-- Problem description --
The output should be limited to the line holding "Could you please drop a point on the front" and the lines after it through the end of the entries, each restated exactly.

-- Data supplied --
━━━━━━
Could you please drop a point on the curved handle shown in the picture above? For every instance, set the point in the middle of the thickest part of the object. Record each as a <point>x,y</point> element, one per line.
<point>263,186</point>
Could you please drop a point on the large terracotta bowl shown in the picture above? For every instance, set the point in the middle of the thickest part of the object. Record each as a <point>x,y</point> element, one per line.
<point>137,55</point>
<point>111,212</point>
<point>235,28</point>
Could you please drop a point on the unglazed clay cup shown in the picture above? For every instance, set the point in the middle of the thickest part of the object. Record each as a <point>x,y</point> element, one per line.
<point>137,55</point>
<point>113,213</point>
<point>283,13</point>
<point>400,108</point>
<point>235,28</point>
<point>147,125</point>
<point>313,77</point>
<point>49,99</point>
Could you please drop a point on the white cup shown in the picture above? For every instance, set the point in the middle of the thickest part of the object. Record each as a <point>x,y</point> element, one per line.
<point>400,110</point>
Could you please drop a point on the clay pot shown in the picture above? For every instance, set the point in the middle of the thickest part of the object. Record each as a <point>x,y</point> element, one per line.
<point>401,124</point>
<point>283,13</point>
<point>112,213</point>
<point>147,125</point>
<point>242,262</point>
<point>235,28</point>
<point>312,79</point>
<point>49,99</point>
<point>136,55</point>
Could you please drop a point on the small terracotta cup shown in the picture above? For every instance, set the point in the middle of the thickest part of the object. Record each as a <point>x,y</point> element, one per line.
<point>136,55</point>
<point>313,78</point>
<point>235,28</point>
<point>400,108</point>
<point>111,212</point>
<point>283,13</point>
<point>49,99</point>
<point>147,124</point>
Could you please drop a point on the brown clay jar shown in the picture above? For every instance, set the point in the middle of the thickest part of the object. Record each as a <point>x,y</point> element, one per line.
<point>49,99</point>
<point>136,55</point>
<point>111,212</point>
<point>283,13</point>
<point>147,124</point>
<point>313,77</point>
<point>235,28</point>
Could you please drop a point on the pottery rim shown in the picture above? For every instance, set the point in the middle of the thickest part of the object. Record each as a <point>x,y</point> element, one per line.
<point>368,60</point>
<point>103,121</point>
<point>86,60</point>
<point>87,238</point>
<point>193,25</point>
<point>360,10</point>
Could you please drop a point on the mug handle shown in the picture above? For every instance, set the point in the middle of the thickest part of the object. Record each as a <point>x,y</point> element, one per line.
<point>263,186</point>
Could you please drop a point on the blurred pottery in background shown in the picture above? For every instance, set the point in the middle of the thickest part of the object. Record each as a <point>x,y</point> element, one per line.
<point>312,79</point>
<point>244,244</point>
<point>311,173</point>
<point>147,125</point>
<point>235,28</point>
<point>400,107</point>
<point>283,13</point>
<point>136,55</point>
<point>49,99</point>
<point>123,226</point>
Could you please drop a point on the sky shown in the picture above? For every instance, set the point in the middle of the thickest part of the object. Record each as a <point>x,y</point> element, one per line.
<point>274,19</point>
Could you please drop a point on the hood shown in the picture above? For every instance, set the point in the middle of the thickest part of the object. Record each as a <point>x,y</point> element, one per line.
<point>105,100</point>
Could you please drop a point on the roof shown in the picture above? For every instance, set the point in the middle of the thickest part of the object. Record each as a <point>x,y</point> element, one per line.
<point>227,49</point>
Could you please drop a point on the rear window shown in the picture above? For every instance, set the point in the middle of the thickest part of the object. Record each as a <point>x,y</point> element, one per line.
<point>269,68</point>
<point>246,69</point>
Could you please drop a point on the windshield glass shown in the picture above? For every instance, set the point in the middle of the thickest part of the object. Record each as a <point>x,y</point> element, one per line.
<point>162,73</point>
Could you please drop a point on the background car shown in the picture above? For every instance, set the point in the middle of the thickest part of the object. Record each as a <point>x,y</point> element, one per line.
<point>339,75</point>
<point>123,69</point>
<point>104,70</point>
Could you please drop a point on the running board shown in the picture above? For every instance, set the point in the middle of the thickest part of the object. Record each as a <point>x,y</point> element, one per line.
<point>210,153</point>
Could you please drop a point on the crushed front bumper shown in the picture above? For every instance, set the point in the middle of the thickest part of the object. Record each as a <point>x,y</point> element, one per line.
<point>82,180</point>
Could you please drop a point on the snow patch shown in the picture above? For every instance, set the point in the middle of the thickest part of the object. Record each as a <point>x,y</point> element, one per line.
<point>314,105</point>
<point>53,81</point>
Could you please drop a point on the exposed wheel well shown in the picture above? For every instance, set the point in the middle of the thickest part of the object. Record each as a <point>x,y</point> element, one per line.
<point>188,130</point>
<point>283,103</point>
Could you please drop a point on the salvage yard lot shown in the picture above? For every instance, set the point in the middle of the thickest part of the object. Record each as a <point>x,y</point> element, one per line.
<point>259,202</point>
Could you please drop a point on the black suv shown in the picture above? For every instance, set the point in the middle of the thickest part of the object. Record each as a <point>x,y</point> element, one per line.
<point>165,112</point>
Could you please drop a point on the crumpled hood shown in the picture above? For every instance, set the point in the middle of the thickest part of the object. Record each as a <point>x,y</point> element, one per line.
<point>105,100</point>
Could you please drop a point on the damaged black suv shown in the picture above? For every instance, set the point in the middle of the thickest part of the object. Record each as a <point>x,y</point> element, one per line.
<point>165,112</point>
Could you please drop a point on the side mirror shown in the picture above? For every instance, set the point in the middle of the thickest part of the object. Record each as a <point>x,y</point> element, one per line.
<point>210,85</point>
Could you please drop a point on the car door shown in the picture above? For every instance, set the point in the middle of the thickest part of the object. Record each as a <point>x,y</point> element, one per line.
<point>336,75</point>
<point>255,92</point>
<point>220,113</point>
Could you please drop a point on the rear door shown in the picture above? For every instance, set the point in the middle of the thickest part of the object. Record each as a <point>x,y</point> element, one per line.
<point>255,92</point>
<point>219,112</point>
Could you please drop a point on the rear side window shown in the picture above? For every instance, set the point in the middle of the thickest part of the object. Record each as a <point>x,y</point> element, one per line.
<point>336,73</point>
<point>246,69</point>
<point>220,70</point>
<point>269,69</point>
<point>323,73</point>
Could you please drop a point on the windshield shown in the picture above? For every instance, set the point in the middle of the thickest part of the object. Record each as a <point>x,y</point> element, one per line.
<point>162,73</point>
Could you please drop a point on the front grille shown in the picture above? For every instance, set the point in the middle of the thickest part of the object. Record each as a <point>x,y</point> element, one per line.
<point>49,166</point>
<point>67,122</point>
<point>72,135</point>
━━━━━━
-- Solved problem --
Could you please drop a point on the front grille shown in the picture above? For every instance, set the point in the middle of the thickest part of the object. Record each as a <point>x,y</point> element, one per line.
<point>49,166</point>
<point>67,122</point>
<point>72,135</point>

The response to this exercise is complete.